((

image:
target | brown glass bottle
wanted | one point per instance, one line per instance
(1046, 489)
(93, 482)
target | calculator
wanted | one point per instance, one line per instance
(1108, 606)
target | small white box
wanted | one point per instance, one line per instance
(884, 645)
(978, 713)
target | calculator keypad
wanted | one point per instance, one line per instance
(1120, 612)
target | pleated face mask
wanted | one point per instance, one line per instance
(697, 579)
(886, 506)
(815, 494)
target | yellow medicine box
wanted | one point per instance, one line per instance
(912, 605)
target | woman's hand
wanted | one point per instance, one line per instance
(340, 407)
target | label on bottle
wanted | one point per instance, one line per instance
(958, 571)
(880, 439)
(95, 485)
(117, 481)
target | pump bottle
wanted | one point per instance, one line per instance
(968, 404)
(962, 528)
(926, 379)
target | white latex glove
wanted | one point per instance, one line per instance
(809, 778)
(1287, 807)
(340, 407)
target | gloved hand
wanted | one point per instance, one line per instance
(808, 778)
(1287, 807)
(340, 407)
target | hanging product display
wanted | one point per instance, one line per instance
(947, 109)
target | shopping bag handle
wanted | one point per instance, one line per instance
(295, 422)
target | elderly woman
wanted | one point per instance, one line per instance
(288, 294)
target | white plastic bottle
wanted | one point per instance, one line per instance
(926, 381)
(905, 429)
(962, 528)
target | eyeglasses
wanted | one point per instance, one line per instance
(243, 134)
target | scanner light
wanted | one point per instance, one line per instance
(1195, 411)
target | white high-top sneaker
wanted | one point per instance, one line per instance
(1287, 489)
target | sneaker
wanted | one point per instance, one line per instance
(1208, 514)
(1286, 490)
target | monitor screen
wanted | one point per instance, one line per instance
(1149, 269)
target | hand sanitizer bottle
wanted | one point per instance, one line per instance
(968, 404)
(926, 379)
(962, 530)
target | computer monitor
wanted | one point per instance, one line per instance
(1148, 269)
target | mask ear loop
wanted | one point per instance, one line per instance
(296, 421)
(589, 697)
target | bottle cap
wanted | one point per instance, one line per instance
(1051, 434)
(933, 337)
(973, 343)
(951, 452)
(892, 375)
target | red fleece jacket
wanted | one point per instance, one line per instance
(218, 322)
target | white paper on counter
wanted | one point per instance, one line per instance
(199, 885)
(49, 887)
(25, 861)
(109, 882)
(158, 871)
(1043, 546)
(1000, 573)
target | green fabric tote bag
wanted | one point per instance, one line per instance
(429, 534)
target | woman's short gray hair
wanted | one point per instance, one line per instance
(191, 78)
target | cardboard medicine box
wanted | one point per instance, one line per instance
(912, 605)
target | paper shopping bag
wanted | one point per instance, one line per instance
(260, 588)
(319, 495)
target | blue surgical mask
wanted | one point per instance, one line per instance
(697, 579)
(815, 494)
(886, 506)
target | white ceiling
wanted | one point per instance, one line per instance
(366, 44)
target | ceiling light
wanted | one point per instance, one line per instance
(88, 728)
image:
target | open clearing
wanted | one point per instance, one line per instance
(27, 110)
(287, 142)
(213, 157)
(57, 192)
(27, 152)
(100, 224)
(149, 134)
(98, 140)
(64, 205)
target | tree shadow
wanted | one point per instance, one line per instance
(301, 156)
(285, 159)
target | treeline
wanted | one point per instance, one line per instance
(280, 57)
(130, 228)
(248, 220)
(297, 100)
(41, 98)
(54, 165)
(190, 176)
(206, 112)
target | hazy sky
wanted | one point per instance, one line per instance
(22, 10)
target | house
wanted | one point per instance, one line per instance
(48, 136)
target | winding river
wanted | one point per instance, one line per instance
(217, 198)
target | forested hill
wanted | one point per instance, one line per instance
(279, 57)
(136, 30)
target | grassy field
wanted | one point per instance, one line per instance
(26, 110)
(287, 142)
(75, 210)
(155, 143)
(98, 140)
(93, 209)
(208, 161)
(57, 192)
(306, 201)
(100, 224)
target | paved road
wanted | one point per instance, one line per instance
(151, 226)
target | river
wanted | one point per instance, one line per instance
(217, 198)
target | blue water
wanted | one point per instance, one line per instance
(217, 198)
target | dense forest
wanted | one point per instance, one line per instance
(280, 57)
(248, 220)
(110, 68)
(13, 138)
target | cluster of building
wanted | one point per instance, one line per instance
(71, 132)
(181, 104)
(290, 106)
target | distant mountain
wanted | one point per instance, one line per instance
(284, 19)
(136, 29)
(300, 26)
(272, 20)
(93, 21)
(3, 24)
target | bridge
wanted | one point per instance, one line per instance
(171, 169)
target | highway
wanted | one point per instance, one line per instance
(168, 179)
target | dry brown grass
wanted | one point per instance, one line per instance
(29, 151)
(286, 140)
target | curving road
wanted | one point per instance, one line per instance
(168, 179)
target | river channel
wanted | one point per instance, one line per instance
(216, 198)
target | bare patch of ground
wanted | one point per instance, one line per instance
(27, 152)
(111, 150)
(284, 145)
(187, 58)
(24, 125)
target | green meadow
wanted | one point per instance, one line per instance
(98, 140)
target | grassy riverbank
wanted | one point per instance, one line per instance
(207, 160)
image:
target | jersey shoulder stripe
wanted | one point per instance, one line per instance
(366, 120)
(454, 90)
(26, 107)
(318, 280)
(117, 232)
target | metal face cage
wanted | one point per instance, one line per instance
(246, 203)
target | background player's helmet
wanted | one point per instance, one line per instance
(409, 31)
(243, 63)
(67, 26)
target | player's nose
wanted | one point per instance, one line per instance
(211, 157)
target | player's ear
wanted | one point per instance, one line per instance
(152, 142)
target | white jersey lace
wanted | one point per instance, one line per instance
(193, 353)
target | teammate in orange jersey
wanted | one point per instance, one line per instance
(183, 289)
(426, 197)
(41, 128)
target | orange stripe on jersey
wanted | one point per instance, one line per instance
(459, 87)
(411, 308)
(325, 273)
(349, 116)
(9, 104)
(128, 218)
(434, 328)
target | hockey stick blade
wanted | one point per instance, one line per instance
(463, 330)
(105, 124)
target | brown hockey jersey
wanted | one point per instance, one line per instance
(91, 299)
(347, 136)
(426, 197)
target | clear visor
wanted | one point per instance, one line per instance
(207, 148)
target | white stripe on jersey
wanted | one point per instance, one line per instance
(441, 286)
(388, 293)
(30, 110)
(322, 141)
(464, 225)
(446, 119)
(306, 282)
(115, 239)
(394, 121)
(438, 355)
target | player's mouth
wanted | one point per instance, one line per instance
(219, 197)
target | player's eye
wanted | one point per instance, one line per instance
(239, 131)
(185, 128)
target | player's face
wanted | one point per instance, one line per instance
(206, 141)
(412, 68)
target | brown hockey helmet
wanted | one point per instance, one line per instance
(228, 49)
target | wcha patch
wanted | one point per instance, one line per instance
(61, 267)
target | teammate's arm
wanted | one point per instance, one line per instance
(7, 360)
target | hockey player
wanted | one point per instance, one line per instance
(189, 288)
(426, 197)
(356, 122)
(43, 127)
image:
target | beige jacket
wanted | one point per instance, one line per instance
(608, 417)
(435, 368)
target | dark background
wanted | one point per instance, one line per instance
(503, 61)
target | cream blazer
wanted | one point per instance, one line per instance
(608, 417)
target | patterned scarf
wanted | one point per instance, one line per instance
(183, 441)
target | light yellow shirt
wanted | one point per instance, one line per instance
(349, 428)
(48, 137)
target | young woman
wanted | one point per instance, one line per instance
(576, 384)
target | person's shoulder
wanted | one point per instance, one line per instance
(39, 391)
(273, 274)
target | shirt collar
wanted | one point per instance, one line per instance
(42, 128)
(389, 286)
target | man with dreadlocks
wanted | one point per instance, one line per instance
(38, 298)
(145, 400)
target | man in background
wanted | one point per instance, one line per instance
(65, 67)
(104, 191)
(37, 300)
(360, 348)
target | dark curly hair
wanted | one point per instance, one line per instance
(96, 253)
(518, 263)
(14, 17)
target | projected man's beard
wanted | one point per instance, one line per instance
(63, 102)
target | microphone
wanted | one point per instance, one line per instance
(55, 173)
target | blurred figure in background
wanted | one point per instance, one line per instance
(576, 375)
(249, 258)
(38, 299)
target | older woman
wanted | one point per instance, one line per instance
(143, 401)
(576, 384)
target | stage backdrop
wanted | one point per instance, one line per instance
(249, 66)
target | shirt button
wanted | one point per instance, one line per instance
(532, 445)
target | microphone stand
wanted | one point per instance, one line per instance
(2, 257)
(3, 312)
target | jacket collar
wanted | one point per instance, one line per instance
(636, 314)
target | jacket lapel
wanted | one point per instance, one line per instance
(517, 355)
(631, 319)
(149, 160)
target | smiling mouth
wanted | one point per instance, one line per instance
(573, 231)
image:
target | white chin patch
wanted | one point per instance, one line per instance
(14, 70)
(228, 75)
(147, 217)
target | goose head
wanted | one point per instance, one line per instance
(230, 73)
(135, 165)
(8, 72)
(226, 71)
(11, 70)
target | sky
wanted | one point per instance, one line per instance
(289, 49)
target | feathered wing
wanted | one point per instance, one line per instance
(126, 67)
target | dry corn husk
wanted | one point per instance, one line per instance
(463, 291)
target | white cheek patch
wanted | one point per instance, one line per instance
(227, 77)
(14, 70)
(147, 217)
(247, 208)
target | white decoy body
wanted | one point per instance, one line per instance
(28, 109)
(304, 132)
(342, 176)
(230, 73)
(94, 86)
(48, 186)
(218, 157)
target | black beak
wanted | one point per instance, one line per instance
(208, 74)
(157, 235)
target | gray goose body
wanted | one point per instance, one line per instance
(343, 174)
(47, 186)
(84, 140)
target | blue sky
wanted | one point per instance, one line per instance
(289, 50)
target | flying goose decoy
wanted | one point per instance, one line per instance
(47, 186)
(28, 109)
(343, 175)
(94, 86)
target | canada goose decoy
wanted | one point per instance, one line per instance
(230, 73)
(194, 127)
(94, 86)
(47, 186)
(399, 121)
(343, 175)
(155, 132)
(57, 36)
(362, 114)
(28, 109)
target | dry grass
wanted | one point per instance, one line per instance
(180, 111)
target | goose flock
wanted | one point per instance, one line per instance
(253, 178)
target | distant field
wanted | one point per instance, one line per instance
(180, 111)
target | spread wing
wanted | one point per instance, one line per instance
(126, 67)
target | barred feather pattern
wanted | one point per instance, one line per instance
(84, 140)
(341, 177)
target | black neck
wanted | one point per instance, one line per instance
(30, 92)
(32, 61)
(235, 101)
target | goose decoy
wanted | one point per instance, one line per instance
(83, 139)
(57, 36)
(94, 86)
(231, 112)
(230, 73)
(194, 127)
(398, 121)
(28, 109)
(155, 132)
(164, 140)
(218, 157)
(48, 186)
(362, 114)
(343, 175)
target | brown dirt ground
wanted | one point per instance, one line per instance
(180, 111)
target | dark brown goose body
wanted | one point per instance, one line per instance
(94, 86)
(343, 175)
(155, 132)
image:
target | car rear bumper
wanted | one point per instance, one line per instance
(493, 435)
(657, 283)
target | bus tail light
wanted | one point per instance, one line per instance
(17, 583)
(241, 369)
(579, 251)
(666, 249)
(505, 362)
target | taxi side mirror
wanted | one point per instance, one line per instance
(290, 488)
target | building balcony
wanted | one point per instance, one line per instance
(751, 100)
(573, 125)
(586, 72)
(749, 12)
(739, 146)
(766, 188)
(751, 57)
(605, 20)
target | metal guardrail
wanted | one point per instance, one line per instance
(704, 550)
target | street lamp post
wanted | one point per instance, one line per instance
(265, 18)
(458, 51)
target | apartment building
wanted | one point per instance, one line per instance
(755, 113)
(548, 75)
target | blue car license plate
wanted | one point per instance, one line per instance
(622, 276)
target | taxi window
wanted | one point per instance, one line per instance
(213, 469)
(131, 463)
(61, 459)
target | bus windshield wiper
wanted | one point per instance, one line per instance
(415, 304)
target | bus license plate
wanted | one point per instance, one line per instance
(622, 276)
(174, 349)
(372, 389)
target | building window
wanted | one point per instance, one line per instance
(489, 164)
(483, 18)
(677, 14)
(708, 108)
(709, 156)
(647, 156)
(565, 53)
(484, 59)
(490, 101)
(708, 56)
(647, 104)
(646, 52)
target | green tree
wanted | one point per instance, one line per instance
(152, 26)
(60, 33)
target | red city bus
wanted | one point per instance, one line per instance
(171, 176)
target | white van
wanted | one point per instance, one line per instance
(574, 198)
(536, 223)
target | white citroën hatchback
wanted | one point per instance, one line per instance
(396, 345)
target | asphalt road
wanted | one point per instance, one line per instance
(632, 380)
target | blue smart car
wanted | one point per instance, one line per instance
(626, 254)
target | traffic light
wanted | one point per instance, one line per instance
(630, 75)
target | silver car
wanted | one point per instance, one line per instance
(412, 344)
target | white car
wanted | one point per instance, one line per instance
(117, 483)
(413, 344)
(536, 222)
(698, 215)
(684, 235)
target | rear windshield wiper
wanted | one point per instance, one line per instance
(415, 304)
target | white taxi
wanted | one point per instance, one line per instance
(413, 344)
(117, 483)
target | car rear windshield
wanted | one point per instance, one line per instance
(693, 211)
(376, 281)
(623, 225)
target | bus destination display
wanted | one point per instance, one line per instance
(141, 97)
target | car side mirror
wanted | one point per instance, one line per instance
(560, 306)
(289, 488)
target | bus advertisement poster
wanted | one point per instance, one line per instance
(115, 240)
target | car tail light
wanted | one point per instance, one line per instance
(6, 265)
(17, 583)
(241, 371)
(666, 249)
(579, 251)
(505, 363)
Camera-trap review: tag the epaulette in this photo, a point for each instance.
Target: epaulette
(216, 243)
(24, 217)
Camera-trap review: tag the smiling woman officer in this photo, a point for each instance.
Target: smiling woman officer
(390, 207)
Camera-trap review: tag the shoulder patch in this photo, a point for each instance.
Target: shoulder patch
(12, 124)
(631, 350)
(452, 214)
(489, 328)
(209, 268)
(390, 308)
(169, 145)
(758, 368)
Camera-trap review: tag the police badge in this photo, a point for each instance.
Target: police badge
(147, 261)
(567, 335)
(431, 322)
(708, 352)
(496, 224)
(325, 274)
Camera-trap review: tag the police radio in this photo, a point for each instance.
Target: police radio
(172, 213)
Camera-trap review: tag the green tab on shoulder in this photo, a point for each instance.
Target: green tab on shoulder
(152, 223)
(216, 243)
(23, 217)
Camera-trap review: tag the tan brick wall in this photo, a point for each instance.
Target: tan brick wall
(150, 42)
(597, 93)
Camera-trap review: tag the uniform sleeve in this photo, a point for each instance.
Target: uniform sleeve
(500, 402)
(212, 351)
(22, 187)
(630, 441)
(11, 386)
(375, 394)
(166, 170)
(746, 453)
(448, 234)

))

Task requirements » Reproduce the stretch from the line containing "Camera-trap review: tag the uniform" through the end of the data, changing "uniform sleeve" to "jacket sleeve" and leaving everything else unchanged.

The completed task »
Camera-trap review: tag the jacket sleeve in this photo, a point for each instance.
Target: jacket sleeve
(500, 402)
(212, 351)
(22, 187)
(630, 441)
(11, 386)
(375, 394)
(166, 170)
(746, 453)
(448, 234)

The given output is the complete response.